TEXT SHOWN:
—————

Don Wright/Associated Press

Hiring Hue Jackson a Catastrophe Waiting to Happen for NFL Teams

Gary Davenport

As far as NFL head coaches go, Hue Jackson was a history-maker. Over two-plus seasons at the helm of the Cleveland Browns, he won three times in 40 games. His .205 winning percentage as a head coach with the Oakland Raiders and Browns is the second-lowest of all time.

However, despite that run of futility and a messy divorce from the Browns that led Baker Mayfield, Cleveland's star quarterback, to call Jackson "fake," the Cincinnati Bengals are interviewing Jackson for their head coaching vacancy. Reports also linked him to the Minnesota Vikings as a potential permanent successor to fired offensive coordinator John DeFilippo.

If there were any question that NFL teams needed to think outside the box more, the fact that two franchises would consider giving a job to the worst head coach in modern NFL history settles it.

Hiring Jackson would be a catastrophe, and that franchise will have no one to blame but itself—because this is a disaster anyone can see coming from a million miles away.

David Richard/Associated Press

In his farewell press conference, ousted Bengals head coach Marvin Lewis was the first to mention Jackson as his potential replacement.

—————

WHAT IS ASKED:
1. In the article on Hue Jackson, how many games did he win as head coach of the Cleveland Browns, and out of how many?
2. Pick up the article on Hue Jackson's coaching prospects right after its final sentence and keep writing it.

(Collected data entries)
—————

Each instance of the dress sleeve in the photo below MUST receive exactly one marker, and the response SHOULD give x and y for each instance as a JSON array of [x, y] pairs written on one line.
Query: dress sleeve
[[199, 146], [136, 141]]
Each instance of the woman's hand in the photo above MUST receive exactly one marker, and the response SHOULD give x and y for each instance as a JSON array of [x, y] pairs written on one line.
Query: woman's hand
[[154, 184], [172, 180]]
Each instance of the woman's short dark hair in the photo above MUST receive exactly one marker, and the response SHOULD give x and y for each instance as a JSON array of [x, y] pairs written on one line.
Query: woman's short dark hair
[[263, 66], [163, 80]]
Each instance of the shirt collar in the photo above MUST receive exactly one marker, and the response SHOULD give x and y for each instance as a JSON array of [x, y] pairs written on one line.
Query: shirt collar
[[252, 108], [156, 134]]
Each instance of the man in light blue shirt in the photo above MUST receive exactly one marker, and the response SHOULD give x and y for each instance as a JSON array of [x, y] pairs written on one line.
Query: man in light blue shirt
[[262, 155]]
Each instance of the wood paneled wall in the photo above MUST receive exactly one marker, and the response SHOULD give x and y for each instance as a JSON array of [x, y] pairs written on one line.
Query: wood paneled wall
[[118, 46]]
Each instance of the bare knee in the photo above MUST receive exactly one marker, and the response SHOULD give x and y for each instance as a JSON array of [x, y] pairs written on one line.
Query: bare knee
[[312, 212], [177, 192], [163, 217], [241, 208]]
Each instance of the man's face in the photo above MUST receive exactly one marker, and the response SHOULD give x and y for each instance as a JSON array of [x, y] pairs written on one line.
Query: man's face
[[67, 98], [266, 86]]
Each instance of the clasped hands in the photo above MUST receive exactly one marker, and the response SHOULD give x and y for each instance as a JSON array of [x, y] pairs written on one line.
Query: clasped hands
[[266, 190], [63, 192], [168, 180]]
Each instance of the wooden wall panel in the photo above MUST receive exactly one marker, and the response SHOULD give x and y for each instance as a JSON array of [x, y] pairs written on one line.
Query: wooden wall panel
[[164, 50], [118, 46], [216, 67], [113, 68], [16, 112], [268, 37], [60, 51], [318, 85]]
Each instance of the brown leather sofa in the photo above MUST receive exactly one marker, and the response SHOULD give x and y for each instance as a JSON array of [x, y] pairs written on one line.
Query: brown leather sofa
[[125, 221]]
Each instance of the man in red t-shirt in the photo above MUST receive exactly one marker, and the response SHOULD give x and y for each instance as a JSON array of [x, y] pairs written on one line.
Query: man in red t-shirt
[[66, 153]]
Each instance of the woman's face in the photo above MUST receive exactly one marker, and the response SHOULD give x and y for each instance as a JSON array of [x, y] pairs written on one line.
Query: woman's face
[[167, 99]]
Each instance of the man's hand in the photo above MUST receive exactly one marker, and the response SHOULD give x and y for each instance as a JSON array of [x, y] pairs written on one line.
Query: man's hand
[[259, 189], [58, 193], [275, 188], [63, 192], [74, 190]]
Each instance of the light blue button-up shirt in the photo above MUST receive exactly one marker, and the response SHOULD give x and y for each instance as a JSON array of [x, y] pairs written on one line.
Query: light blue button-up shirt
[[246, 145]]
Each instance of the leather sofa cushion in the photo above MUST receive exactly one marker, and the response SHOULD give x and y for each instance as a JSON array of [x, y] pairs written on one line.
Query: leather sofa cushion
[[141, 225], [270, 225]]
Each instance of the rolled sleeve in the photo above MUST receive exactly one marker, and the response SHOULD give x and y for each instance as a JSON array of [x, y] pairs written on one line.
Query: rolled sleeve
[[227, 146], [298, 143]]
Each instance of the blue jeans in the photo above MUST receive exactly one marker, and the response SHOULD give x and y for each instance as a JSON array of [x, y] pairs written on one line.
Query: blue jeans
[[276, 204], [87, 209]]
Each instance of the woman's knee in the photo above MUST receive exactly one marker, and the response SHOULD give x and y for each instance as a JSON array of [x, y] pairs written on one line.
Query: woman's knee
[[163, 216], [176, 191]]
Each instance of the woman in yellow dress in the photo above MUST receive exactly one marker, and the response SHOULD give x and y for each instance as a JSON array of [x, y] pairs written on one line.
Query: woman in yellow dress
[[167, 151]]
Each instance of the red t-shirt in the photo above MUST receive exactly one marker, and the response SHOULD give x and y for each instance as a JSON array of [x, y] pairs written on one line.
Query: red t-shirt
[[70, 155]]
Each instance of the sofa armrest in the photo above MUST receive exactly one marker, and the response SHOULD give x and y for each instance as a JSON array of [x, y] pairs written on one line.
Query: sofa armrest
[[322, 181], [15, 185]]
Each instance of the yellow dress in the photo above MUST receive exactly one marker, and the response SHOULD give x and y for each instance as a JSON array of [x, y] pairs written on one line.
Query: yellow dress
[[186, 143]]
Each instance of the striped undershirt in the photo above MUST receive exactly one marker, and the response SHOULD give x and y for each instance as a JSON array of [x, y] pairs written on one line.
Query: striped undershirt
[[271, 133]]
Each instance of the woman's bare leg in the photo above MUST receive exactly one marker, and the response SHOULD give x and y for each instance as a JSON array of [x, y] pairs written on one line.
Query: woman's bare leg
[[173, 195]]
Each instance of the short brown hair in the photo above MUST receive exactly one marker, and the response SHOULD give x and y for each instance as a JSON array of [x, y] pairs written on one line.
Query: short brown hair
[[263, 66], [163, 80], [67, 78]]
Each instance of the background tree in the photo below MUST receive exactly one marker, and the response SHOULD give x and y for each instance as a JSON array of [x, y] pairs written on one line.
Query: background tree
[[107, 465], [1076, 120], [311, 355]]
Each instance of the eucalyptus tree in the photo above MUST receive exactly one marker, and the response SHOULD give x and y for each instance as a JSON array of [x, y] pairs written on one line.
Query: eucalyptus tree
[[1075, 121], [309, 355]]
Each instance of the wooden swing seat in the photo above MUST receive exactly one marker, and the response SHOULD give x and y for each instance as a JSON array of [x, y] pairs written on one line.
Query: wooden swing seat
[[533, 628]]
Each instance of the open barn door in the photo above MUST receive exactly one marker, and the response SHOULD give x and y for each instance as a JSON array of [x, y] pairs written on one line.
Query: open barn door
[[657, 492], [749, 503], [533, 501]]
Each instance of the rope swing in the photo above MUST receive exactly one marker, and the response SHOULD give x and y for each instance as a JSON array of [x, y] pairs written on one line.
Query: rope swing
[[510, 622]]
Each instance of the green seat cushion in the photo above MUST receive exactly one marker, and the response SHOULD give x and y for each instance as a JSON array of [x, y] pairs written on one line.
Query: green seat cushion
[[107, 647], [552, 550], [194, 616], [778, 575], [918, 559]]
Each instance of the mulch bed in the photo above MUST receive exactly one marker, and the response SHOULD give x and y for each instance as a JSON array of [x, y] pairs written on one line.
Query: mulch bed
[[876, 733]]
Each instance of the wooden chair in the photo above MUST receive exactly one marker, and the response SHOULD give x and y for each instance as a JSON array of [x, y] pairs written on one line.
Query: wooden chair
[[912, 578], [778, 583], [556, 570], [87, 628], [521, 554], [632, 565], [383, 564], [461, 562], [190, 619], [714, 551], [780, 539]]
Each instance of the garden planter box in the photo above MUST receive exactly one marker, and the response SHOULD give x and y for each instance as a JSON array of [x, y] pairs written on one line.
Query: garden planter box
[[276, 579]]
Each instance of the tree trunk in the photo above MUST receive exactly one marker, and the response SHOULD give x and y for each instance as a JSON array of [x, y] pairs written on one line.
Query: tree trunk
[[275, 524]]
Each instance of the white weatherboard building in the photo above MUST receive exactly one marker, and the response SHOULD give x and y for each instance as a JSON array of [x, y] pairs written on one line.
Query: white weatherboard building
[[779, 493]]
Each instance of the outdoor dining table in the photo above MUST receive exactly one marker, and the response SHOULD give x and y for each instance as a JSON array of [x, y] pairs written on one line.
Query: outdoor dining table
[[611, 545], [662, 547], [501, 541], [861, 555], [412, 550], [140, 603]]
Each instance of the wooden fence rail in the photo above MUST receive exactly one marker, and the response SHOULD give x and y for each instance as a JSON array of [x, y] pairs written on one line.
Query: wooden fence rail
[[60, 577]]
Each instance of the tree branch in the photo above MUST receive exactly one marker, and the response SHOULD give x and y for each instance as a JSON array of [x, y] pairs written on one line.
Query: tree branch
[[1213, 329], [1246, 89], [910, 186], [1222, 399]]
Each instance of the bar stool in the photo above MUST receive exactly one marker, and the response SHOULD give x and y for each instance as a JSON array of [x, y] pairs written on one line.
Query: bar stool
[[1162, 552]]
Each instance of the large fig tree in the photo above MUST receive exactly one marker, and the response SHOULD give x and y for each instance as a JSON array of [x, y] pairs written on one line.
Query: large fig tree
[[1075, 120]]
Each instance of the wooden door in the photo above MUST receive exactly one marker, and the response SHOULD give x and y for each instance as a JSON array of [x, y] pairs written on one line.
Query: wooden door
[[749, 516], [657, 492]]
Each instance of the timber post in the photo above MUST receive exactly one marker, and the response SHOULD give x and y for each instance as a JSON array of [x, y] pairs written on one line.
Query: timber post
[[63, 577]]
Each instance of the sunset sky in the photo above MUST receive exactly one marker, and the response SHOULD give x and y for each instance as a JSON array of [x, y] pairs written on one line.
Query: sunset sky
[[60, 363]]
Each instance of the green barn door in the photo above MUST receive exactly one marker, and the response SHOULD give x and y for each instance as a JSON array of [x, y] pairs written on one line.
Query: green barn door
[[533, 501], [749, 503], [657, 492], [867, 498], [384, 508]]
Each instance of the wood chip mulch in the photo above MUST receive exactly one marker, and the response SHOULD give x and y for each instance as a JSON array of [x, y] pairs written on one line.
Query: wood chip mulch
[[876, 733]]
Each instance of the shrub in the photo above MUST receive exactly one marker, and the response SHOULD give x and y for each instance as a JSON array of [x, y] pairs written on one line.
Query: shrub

—————

OUTPUTS FOR THE TASKS:
1. He won three of 40 games.

2.
"I think he's more than qualified," Lewis told reporters, per Ryan Wilson of CBSSports.com. "I think he's been in a couple of difficult situations, and that's tough, and it hasn't broke his way. But I think he's an excellent football coach. He's a great motivator. He's detailed. So I think he deserves an opportunity. If not here, somewhere else."

To be fair, some pundits and sportswriters suggested Jackson as well—including me.

The difference? I was kidding.

Yes, Jackson went 7-4 over his first 11 games as coach of the Raiders in 2011. But during that stretch quarterback Jason Campbell got hurt, team owner Al Davis died and Jackson stepped into the power vacuum created by Davis' death and engineered a disastrous trade for veteran quarterback Carson Palmer—calling it at the time, "the greatest trade in football."

The Raiders went 1-4 over their last five games, finished 8-8, and one of Reggie McKenzie's first acts as Oakland's new general manager was to show Jackson the door.

Ed Zurga/Associated Press

Jackson's second stint as a head coach was worse. So, so much worse.

There's no other way to put it: His 2.5 seasons in Cleveland represent the worst tenure by any head coach in the Super Bowl era. Maybe any era. A 1-15 record in 2016. The second 0-16 season in NFL history in 2017. And a 2-5-1 mark over 2018's first half before GM John Dorsey fired Jackson.

Afterward? Cleveland went 5-3—three more wins than Jackson had in a sample size that was five times as big.

What part of that sounds like a good idea for the Bengals?

Well, at least we can say Jackson has learned from his mistakes.

Oh yeah. That's right. He didn't do that even a little bit.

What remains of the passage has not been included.